TASK TO CARRY OUT: List each line in the records below that contains the word "fire", copying every such line in full. Case counts.

RECORDS FOR PROCESSING:

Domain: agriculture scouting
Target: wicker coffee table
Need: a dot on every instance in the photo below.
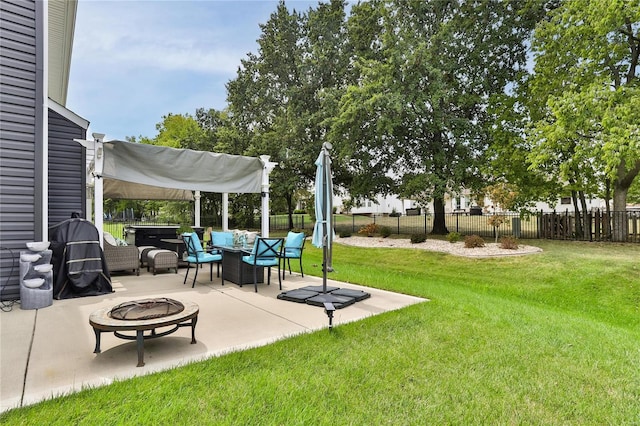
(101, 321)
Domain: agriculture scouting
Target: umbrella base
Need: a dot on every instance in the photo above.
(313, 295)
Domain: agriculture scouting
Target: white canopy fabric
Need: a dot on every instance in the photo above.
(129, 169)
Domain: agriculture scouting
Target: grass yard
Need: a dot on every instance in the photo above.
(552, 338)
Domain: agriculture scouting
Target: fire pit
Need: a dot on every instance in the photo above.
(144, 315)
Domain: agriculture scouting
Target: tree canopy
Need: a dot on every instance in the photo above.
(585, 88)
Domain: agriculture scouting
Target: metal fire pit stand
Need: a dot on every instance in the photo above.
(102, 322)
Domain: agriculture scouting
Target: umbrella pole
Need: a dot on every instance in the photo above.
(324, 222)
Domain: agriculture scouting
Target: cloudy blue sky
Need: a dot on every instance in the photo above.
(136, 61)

---

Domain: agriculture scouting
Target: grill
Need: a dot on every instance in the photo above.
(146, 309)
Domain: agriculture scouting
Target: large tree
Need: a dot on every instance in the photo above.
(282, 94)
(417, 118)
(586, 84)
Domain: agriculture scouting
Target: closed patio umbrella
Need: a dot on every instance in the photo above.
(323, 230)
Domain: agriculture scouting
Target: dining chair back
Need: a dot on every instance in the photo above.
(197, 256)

FINISHED TASK:
Target: fire pit
Target: metal fire pit stand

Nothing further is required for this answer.